Your output is the line containing "In this photo, where can the traditional" plus all lines after it to the end of the records, reproduced exactly, with nothing else.

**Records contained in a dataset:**
^^^^
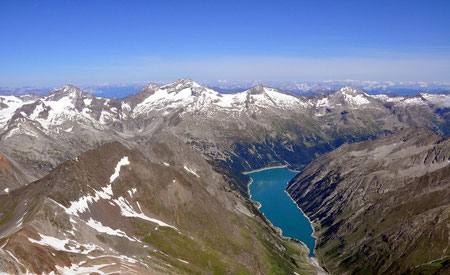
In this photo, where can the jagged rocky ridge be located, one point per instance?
(243, 131)
(111, 210)
(237, 132)
(381, 207)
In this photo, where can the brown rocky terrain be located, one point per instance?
(113, 210)
(381, 207)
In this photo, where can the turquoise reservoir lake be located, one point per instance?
(268, 188)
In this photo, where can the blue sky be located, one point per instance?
(88, 42)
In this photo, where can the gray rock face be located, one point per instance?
(380, 206)
(242, 131)
(112, 210)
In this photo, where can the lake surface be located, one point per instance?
(268, 188)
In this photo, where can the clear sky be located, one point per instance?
(87, 42)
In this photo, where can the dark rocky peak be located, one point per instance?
(180, 84)
(350, 91)
(260, 89)
(68, 90)
(147, 91)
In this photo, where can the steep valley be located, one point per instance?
(154, 181)
(381, 207)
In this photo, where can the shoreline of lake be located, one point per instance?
(293, 229)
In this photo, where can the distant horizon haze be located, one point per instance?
(54, 42)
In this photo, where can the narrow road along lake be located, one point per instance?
(268, 188)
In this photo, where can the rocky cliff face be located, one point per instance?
(380, 206)
(242, 131)
(113, 210)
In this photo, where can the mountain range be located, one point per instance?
(154, 180)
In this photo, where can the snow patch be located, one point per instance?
(190, 171)
(60, 245)
(98, 226)
(127, 211)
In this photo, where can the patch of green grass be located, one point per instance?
(178, 246)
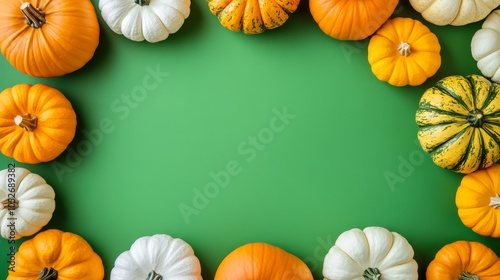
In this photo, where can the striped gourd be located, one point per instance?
(459, 123)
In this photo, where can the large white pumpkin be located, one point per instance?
(372, 253)
(150, 20)
(26, 203)
(454, 12)
(485, 47)
(157, 257)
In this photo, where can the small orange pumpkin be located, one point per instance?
(464, 260)
(478, 201)
(47, 38)
(37, 123)
(257, 261)
(351, 20)
(54, 254)
(404, 52)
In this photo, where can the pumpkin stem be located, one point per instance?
(495, 201)
(27, 121)
(48, 274)
(404, 49)
(34, 17)
(9, 203)
(154, 276)
(142, 2)
(372, 274)
(467, 276)
(475, 118)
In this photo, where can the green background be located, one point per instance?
(299, 187)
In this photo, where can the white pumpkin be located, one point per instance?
(157, 257)
(150, 20)
(26, 203)
(372, 253)
(454, 12)
(485, 47)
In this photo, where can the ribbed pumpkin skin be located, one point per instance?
(66, 252)
(401, 64)
(65, 43)
(458, 123)
(474, 195)
(252, 16)
(258, 261)
(351, 19)
(464, 256)
(56, 125)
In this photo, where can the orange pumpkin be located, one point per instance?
(55, 254)
(351, 19)
(47, 38)
(464, 260)
(257, 261)
(36, 123)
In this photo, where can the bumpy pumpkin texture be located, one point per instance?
(257, 261)
(37, 123)
(478, 201)
(26, 199)
(485, 47)
(157, 257)
(252, 16)
(370, 254)
(351, 20)
(48, 38)
(458, 123)
(404, 52)
(454, 12)
(464, 260)
(54, 254)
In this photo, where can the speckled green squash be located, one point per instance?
(459, 123)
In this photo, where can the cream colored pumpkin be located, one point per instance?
(485, 47)
(454, 12)
(150, 20)
(371, 253)
(157, 257)
(26, 203)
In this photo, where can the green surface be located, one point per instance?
(297, 181)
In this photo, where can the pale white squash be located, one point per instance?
(454, 12)
(485, 47)
(372, 253)
(157, 257)
(150, 20)
(26, 203)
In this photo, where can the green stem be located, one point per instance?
(48, 274)
(372, 274)
(467, 276)
(154, 276)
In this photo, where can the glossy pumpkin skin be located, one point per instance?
(257, 261)
(478, 201)
(458, 123)
(404, 52)
(67, 253)
(63, 44)
(37, 122)
(351, 20)
(465, 259)
(252, 16)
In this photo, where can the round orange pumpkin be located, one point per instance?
(47, 38)
(37, 122)
(351, 19)
(54, 254)
(257, 261)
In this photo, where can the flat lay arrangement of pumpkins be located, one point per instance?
(458, 126)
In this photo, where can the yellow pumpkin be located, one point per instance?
(404, 52)
(37, 122)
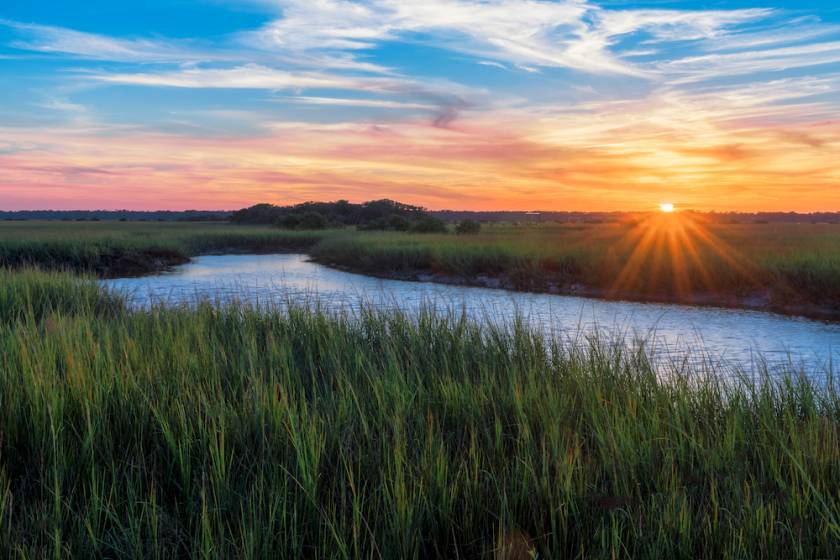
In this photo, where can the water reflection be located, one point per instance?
(738, 338)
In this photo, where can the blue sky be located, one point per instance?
(450, 103)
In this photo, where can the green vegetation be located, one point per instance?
(790, 267)
(786, 266)
(468, 227)
(373, 215)
(135, 248)
(246, 433)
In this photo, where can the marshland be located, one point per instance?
(253, 430)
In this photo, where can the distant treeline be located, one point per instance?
(117, 215)
(387, 214)
(373, 215)
(595, 217)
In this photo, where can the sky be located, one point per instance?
(725, 105)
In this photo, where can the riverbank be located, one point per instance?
(791, 269)
(232, 432)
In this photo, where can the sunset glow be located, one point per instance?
(496, 104)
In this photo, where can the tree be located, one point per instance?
(429, 224)
(468, 227)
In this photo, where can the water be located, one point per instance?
(735, 338)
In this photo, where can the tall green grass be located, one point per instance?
(243, 433)
(124, 249)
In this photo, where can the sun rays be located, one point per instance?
(674, 254)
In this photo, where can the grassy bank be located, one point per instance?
(787, 267)
(793, 267)
(234, 433)
(135, 248)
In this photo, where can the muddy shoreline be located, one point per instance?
(758, 301)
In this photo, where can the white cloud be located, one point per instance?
(371, 103)
(49, 39)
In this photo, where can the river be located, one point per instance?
(742, 340)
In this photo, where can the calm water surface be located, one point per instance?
(740, 339)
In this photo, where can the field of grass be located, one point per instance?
(667, 258)
(243, 433)
(789, 267)
(134, 248)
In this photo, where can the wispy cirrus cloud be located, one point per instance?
(495, 103)
(92, 46)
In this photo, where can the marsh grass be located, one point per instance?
(783, 265)
(224, 432)
(127, 249)
(787, 264)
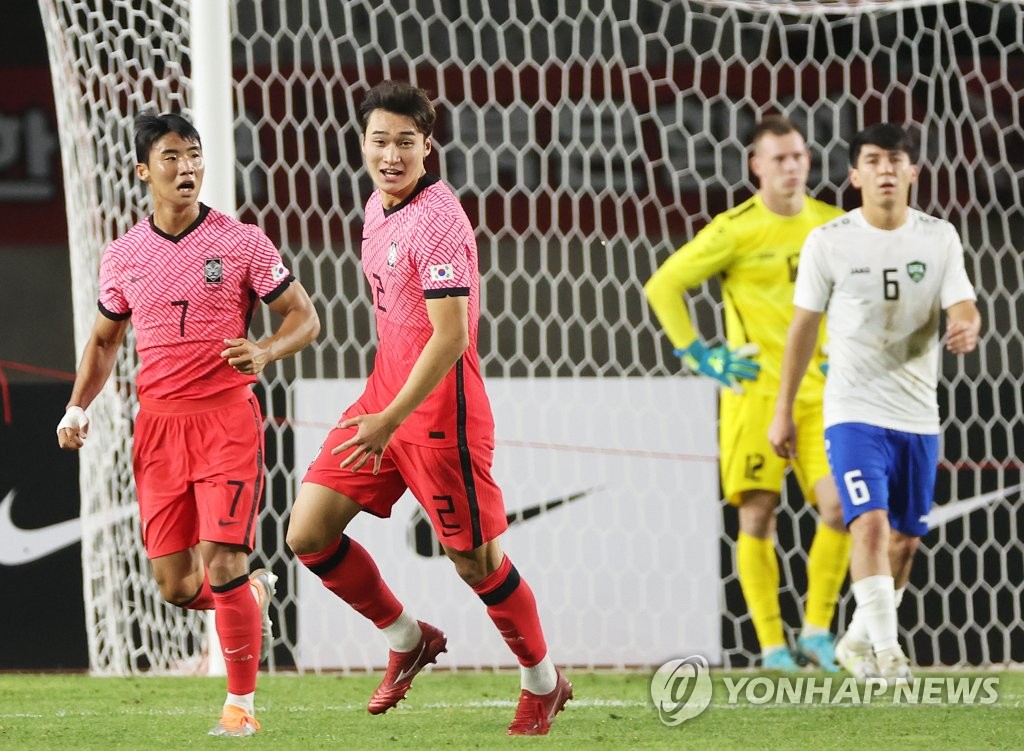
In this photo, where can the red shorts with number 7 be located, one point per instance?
(199, 470)
(453, 485)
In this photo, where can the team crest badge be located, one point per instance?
(213, 269)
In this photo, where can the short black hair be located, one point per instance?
(401, 98)
(774, 124)
(150, 128)
(885, 135)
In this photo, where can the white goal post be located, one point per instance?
(587, 140)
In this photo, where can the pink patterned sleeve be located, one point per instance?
(112, 299)
(267, 274)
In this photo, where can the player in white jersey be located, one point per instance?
(885, 273)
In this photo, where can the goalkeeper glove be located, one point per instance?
(728, 367)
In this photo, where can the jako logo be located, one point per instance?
(681, 690)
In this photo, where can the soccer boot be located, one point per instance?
(235, 721)
(402, 667)
(857, 658)
(535, 713)
(893, 666)
(779, 660)
(263, 582)
(819, 650)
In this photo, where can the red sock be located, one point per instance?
(513, 609)
(347, 570)
(203, 599)
(240, 628)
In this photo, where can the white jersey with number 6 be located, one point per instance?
(884, 291)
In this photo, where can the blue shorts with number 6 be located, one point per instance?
(892, 470)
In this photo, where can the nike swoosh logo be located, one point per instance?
(421, 535)
(413, 668)
(19, 546)
(954, 509)
(524, 514)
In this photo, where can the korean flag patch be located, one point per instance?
(441, 273)
(279, 273)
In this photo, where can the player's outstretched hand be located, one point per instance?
(373, 433)
(962, 336)
(73, 428)
(246, 357)
(728, 367)
(782, 435)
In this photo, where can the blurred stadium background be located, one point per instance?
(587, 140)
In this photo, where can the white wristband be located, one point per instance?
(75, 419)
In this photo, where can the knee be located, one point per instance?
(829, 506)
(300, 542)
(871, 530)
(177, 592)
(904, 545)
(757, 514)
(475, 566)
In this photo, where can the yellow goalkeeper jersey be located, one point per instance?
(755, 252)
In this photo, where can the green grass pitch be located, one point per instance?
(471, 710)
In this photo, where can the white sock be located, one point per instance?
(403, 634)
(540, 678)
(876, 597)
(856, 633)
(246, 701)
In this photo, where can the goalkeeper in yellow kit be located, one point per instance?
(754, 248)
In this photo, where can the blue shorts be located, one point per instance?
(892, 470)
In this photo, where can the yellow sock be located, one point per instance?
(827, 561)
(758, 569)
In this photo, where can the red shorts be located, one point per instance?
(199, 470)
(453, 485)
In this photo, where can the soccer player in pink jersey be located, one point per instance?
(188, 278)
(424, 419)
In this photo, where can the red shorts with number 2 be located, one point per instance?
(453, 485)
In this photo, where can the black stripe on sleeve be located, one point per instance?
(279, 290)
(448, 292)
(113, 316)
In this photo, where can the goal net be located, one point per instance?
(586, 141)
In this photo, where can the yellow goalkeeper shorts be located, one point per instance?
(748, 461)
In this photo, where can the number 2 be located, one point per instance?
(380, 293)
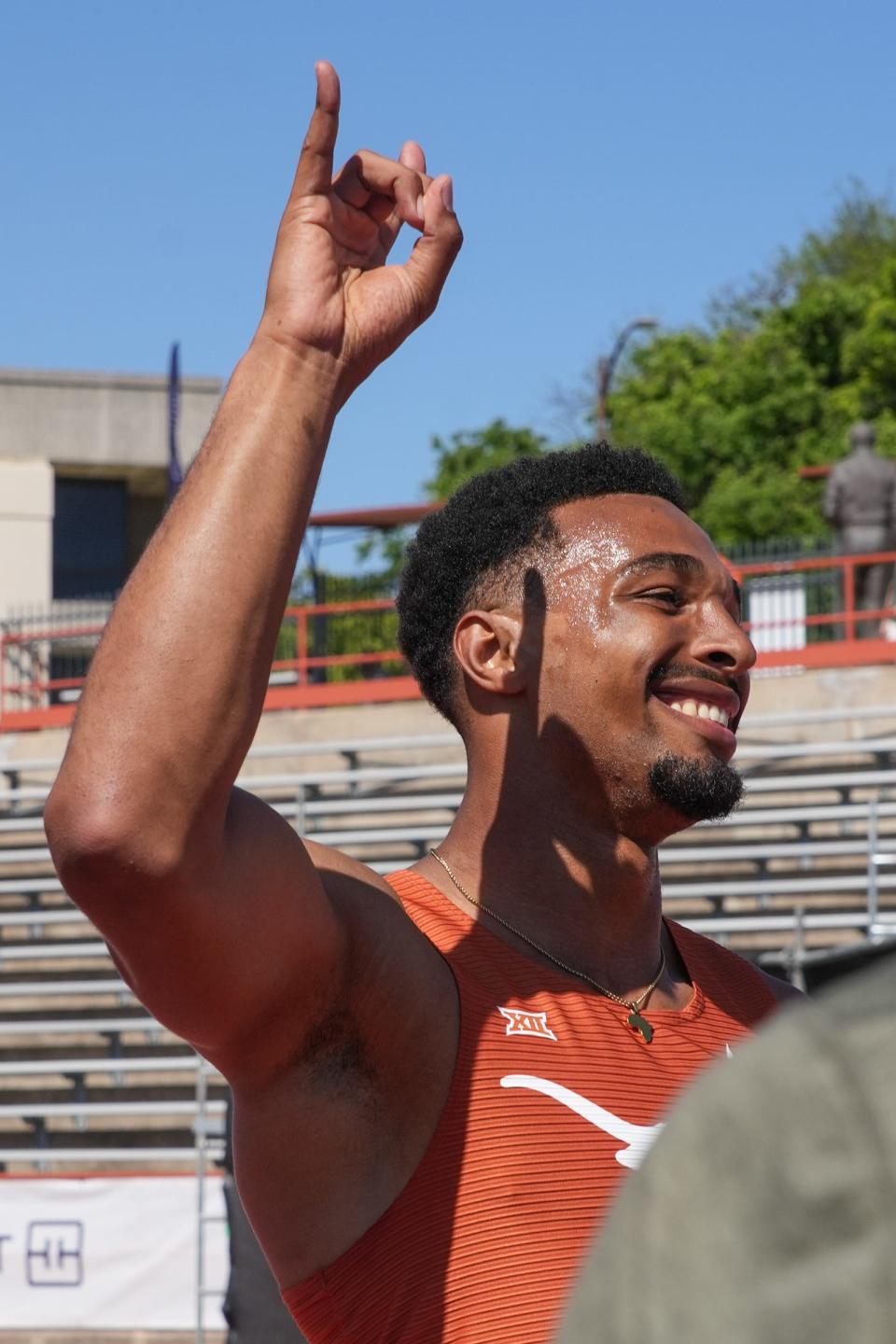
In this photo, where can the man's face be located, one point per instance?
(645, 668)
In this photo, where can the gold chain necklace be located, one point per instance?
(636, 1017)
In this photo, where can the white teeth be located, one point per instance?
(699, 710)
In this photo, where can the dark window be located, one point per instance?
(89, 538)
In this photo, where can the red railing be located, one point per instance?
(802, 614)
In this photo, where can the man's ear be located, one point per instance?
(486, 644)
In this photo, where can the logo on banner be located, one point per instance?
(54, 1254)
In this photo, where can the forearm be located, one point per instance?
(177, 684)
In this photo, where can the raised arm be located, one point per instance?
(208, 900)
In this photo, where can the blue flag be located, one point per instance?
(175, 473)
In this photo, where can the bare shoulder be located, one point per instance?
(391, 962)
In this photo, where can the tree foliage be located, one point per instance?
(774, 381)
(468, 455)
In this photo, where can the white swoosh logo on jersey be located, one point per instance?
(637, 1139)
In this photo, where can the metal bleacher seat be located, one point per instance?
(83, 1070)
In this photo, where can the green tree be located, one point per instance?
(774, 381)
(467, 455)
(457, 460)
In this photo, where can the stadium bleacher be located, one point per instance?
(89, 1078)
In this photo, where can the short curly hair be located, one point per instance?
(486, 535)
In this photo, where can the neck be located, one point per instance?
(587, 894)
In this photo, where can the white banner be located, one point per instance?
(107, 1253)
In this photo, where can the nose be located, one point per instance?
(721, 643)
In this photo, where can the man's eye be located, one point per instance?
(672, 595)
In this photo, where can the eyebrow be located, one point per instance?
(679, 561)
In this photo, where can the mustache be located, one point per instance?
(681, 669)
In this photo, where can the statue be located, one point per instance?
(860, 501)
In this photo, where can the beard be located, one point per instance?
(702, 791)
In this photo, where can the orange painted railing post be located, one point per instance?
(301, 645)
(849, 595)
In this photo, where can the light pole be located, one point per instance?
(606, 369)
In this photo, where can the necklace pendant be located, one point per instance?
(641, 1025)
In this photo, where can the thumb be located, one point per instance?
(428, 265)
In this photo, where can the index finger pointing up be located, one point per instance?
(315, 170)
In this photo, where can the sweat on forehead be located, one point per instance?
(606, 534)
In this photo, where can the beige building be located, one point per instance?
(83, 477)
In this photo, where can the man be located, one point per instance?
(785, 1166)
(860, 501)
(438, 1081)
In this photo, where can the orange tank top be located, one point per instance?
(553, 1099)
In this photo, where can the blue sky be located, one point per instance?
(609, 161)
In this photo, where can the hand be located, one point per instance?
(329, 292)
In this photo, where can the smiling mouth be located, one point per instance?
(699, 710)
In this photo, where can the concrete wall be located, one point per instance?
(26, 534)
(100, 420)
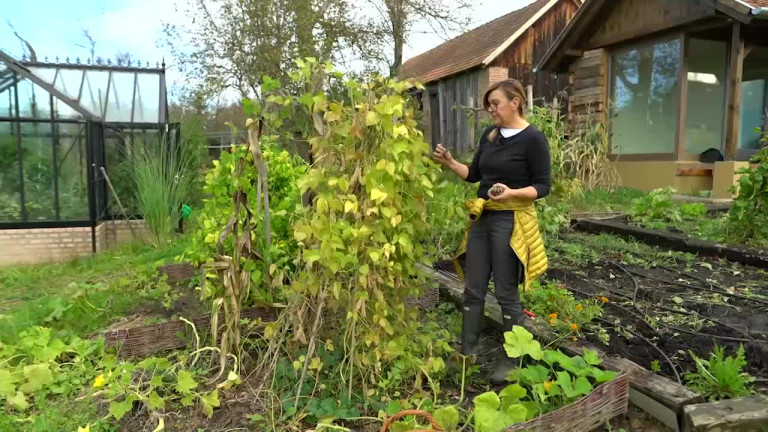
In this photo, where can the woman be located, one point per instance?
(512, 165)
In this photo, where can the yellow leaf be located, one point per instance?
(99, 381)
(378, 195)
(160, 425)
(400, 130)
(371, 118)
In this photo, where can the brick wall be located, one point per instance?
(40, 245)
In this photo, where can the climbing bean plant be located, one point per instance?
(361, 238)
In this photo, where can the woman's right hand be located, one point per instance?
(442, 155)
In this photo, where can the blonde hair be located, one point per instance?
(512, 89)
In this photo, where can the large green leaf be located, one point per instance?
(185, 382)
(591, 357)
(534, 374)
(38, 376)
(18, 402)
(489, 417)
(119, 409)
(7, 383)
(519, 342)
(210, 401)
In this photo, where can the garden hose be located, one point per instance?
(435, 427)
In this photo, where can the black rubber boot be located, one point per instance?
(505, 364)
(472, 319)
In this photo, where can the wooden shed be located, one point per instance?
(675, 81)
(458, 72)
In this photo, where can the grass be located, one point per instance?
(83, 295)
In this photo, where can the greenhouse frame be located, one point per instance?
(65, 128)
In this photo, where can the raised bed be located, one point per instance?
(660, 396)
(154, 338)
(674, 241)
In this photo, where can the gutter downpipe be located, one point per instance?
(761, 13)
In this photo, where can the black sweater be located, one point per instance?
(519, 161)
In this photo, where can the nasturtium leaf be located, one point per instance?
(591, 357)
(209, 401)
(582, 386)
(519, 342)
(185, 382)
(38, 376)
(155, 401)
(602, 376)
(18, 402)
(119, 409)
(7, 383)
(513, 392)
(534, 374)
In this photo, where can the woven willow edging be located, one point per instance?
(154, 338)
(606, 401)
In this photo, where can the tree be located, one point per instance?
(234, 43)
(397, 18)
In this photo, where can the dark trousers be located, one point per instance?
(489, 252)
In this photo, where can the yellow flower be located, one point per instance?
(99, 381)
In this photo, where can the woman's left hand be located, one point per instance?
(502, 192)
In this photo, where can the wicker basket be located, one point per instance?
(605, 402)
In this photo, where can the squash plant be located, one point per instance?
(545, 381)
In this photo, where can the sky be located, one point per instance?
(55, 28)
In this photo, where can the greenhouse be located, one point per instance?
(65, 128)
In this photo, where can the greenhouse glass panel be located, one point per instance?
(147, 103)
(10, 186)
(47, 74)
(68, 82)
(7, 100)
(34, 101)
(38, 171)
(95, 91)
(71, 167)
(120, 99)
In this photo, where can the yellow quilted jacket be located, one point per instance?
(526, 240)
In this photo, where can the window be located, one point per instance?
(71, 170)
(645, 94)
(38, 171)
(707, 66)
(754, 98)
(10, 186)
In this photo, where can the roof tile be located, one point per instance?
(469, 49)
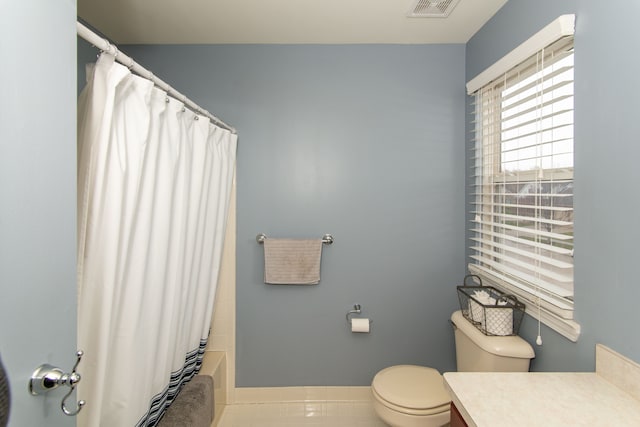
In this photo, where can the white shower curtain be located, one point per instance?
(153, 193)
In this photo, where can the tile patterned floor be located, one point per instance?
(302, 414)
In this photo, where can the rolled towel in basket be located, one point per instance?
(500, 320)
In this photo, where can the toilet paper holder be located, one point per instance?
(357, 309)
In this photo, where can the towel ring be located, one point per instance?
(356, 310)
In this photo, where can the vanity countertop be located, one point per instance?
(496, 399)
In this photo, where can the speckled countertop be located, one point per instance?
(548, 399)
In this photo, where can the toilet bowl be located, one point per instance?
(410, 396)
(415, 396)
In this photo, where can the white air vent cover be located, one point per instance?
(432, 8)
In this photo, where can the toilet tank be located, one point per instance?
(477, 352)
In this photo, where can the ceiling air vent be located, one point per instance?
(432, 8)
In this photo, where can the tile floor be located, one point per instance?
(313, 414)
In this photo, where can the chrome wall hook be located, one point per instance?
(48, 377)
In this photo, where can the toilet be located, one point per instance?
(415, 396)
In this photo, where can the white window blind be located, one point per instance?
(522, 228)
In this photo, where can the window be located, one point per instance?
(522, 226)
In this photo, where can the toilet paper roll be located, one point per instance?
(360, 325)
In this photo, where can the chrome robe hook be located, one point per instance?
(48, 377)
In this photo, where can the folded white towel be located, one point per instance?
(292, 262)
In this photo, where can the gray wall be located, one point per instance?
(37, 201)
(365, 143)
(607, 199)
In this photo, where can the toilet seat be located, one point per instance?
(410, 389)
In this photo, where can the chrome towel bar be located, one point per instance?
(327, 239)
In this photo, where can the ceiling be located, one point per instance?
(281, 21)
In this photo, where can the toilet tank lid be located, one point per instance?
(508, 346)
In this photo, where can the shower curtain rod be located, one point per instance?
(105, 46)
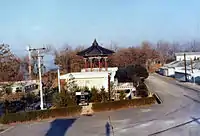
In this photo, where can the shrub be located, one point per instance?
(141, 90)
(123, 104)
(40, 114)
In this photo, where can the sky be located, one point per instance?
(79, 22)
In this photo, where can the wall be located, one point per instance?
(93, 82)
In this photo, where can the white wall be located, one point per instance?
(97, 82)
(188, 57)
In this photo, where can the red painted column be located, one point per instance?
(106, 65)
(90, 64)
(99, 63)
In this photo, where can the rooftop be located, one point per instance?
(95, 50)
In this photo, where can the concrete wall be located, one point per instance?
(188, 57)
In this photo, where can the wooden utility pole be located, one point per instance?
(185, 67)
(191, 63)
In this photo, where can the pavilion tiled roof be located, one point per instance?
(95, 50)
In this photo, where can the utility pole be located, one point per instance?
(29, 62)
(109, 95)
(185, 67)
(40, 75)
(59, 79)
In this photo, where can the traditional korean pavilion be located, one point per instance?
(95, 57)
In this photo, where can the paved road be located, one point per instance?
(178, 115)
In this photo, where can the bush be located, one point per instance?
(123, 104)
(40, 114)
(141, 90)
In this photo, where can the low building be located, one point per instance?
(22, 86)
(91, 79)
(96, 72)
(188, 56)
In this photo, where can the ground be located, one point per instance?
(178, 115)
^^^^
**OUTPUT OF THE TASK:**
In this photo, where can the traditional korean pavilion be located, one point per instance?
(95, 57)
In this photo, where can the paved road be located, one point per instance?
(178, 115)
In this photo, where can the bush be located, one point per instance?
(123, 104)
(40, 114)
(141, 90)
In this photo, where can the low building be located, one point per instance?
(22, 86)
(91, 79)
(96, 72)
(188, 56)
In this photo, where can the ground be located, one point per instance?
(178, 115)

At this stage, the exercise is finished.